* **TASK REQUIREMENTS**:
Whatever the records say, set them down exactly.

* **DATA RECORDS**:
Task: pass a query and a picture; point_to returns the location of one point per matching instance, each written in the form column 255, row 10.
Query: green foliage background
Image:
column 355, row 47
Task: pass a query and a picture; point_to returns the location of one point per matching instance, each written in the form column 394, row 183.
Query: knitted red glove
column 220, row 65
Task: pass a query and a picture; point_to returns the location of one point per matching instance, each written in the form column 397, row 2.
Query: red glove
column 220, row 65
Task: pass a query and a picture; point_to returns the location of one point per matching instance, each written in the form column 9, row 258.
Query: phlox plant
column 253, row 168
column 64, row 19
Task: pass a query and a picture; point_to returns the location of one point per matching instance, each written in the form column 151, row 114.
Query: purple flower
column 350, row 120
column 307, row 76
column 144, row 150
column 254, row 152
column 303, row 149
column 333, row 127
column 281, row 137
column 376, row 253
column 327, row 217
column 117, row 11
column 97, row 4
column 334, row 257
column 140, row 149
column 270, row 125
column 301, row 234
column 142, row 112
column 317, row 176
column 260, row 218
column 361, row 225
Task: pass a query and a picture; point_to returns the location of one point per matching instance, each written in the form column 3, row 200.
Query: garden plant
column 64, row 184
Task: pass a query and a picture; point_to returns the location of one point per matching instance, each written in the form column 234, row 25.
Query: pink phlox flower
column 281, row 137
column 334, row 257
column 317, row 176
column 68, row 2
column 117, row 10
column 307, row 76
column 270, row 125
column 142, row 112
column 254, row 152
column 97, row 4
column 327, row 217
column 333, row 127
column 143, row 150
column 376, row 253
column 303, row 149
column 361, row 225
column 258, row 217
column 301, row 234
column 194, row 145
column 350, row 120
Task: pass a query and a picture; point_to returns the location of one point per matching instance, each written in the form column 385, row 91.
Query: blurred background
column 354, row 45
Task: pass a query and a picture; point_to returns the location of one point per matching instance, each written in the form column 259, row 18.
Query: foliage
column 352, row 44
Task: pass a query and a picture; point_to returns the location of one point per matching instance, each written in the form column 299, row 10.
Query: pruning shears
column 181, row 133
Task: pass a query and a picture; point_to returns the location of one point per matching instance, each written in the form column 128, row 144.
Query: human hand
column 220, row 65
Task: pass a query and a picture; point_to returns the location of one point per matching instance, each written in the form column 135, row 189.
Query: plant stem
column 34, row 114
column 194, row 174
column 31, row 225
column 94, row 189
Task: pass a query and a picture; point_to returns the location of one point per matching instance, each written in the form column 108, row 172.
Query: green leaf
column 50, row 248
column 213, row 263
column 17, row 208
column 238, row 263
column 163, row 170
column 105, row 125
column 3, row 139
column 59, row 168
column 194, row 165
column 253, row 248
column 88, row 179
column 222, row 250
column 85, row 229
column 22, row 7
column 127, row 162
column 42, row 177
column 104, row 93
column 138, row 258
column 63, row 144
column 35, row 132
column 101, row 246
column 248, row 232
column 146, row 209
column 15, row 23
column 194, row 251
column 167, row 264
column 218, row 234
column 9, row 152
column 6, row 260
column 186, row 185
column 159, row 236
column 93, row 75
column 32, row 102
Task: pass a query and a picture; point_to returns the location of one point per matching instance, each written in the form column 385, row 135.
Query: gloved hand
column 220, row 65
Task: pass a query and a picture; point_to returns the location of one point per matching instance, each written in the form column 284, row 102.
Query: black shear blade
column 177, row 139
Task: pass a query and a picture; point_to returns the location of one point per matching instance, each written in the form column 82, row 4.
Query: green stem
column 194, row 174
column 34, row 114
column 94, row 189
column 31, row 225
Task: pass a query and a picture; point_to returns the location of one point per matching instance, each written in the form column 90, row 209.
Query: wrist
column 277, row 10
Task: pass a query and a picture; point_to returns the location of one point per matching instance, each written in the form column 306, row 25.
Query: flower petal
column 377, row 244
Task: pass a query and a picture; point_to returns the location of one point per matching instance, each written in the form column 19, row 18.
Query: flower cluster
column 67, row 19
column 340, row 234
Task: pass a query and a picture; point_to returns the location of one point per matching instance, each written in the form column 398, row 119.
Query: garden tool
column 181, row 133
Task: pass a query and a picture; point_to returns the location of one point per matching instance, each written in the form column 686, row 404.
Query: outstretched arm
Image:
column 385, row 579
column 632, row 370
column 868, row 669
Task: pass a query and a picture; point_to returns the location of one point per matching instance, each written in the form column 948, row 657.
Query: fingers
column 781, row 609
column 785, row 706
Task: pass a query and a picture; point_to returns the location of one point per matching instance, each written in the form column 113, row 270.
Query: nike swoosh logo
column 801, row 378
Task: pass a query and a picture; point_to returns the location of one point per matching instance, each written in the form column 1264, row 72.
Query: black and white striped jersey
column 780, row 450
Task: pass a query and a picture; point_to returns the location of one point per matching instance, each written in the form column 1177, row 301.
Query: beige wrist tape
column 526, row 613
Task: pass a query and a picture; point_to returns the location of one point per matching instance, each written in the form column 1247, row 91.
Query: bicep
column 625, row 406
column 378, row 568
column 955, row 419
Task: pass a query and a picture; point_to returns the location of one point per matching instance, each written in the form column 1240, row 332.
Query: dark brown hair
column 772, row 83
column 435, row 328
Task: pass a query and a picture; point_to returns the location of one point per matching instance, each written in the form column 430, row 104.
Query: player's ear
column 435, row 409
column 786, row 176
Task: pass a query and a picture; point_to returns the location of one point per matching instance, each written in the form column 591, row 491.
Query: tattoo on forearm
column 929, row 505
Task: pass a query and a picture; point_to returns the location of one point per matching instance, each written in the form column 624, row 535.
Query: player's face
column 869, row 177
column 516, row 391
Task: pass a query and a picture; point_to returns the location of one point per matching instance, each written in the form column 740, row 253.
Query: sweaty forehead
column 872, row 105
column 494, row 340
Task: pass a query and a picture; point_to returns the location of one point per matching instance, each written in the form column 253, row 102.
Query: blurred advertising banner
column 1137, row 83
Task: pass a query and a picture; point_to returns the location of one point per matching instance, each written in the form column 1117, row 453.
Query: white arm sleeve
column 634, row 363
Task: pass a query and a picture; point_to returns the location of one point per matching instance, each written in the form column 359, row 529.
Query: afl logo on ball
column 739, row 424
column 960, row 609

* **RESULT FOR THIS EXERCISE**:
Task: pass a query and a picture; point_to returns the location of one point per matching instance, each written in the form column 255, row 10.
Query: green foliage background
Image:
column 355, row 47
Task: pass a query and a picture; point_to returns the location of one point per matching instance, each written in the form column 394, row 183.
Query: knitted red glove
column 220, row 65
Task: pass a query and a picture; point_to returns the location of one point per matching instance, each written in the form column 397, row 2.
Query: red glove
column 220, row 65
Task: pass a query and a picture; point_to returns the location of one point per matching instance, each written in the form column 9, row 258.
Query: phlox plant
column 253, row 168
column 64, row 19
Task: pass a query and a picture; point_to returns the location of one point per matching instance, each written in the form column 151, row 114.
Query: purple flower
column 350, row 120
column 307, row 76
column 144, row 150
column 254, row 152
column 303, row 149
column 333, row 127
column 281, row 137
column 376, row 253
column 327, row 217
column 117, row 11
column 97, row 4
column 334, row 257
column 140, row 149
column 270, row 125
column 301, row 234
column 142, row 112
column 317, row 176
column 260, row 218
column 361, row 225
Task: pass a query and a picture; point_to returns the location of one point per matching instance, each written in the form column 3, row 200.
Query: garden plant
column 64, row 184
Task: pass a query and a picture; point_to returns the location of one point per matching instance, each written in the form column 234, row 25.
Query: pink phlox flower
column 281, row 137
column 334, row 257
column 317, row 176
column 68, row 2
column 117, row 10
column 307, row 76
column 270, row 125
column 142, row 112
column 254, row 152
column 97, row 4
column 327, row 217
column 333, row 127
column 143, row 150
column 376, row 253
column 303, row 149
column 361, row 225
column 258, row 217
column 301, row 234
column 194, row 145
column 350, row 120
Task: pass a query and a picture; point_to returns the location of one point per matching instance, each written in the form column 385, row 91.
Query: blurred background
column 354, row 45
Task: pass a query and a picture; point_to returns the location of one point per matching instance, each written in the form column 259, row 18.
Query: foliage
column 352, row 44
Task: pass a query and a picture; point_to returns the location of one point per matching instance, each written in the form column 299, row 10.
Query: pruning shears
column 181, row 133
Task: pass a query and a picture; point_to returns the location of one point per matching instance, each written in the form column 128, row 144.
Query: human hand
column 220, row 65
Task: pass a query and a picture; point_to returns the location of one point per matching instance, each written in the form column 135, row 189.
Query: plant stem
column 34, row 114
column 194, row 174
column 31, row 225
column 94, row 189
Task: pass a query and a picture; point_to returns the location of one point per matching instance, each written in the form column 108, row 172.
Query: green leaf
column 50, row 248
column 213, row 263
column 17, row 208
column 238, row 263
column 163, row 170
column 105, row 125
column 3, row 139
column 59, row 168
column 194, row 165
column 253, row 248
column 88, row 179
column 222, row 250
column 85, row 229
column 22, row 7
column 127, row 162
column 42, row 177
column 104, row 93
column 138, row 258
column 63, row 144
column 35, row 132
column 101, row 246
column 248, row 232
column 146, row 209
column 15, row 23
column 194, row 251
column 167, row 264
column 218, row 234
column 9, row 152
column 6, row 260
column 186, row 185
column 159, row 236
column 93, row 75
column 32, row 102
Task: pass a query and a picture; point_to returns the location of one point per matching instance, each written in the form column 385, row 135.
Query: gloved hand
column 220, row 65
Task: pass a query and a picture; point_to returns the location of one point per matching instance, each written in the form column 284, row 102.
Query: black shear blade
column 177, row 139
Task: pass a query and a picture; point_to returns the location of one point per matching instance, each written in the form column 82, row 4.
Query: green stem
column 194, row 174
column 34, row 114
column 94, row 189
column 31, row 225
Task: pass a query and a picture; point_to returns the location of one point per matching instance, each written in the form column 90, row 209.
Query: wrist
column 277, row 10
Task: pass a query and a picture; point_to returns the location of one point per matching instance, each written in the form column 306, row 25.
Query: flower petal
column 377, row 244
Task: pass a query and a picture; point_to returns the location of one point per matching instance, each written in the form column 19, row 18.
Query: flower cluster
column 67, row 19
column 340, row 234
Task: pass a query and a picture; point_to returns the location of one point per matching instance, each written in the form column 398, row 119.
Query: garden tool
column 181, row 133
Task: pass a query and a picture; point_to returns the location of one point per matching instance, each written in the form column 686, row 404.
Query: outstretched arm
Image:
column 385, row 579
column 632, row 370
column 868, row 669
Task: pass a query and a picture; point_to returns the location of one point per matching instance, each written in the form column 948, row 657.
Query: fingers
column 781, row 609
column 785, row 706
Task: pass a query and a picture; point_to returns the location of one point per matching instance, each written in the form column 113, row 270.
Query: nike swoosh logo
column 801, row 378
Task: pass a query and a picture; point_to returns the location of one point per matching instance, each written in the form column 1264, row 72.
Query: black and white striped jersey
column 780, row 450
Task: pass a query and a picture; point_to returns the location of one point per matching instance, each written in the form column 1177, row 301.
Query: beige wrist tape
column 526, row 613
Task: pass a query and a picture; point_to returns the location of one point per matching instance, each written in the form column 1247, row 91.
Query: bicep
column 625, row 406
column 378, row 568
column 955, row 419
Task: pass a query and a picture; point_to returns the location of one point per matching instance, each written in the form column 1240, row 332.
Query: dark brown hair
column 772, row 83
column 435, row 328
Task: pass a query and a picture; point_to returns the location of one point per matching instance, each written in the form column 430, row 104.
Query: player's ear
column 435, row 409
column 786, row 176
Task: pass a query and a picture; point_to returns the location of one point per matching instance, each written in the form column 591, row 491.
Query: tattoo on forearm
column 929, row 505
Task: pass a query and a picture; point_to returns the location of one point per matching instance, each written in the form column 624, row 535.
Query: player's face
column 869, row 177
column 516, row 391
Task: pass a query and a picture; point_to returns the location of one point per matching instance, each written in the form column 740, row 253.
Query: sweaty forehead
column 872, row 105
column 494, row 340
Task: pass a query and a picture; point_to returns the location of one point per matching instance, each written in the form column 253, row 102.
Query: blurred advertising banner
column 1137, row 83
Task: pass a query and a picture; point_to returns the location of one point per matching instance, each written in the form column 1117, row 453.
Query: white arm sleeve
column 634, row 363
Task: pass a query and a picture; point_to returns the location of one point per matching instance, each written in the form column 359, row 529.
Query: afl logo on ball
column 739, row 424
column 960, row 609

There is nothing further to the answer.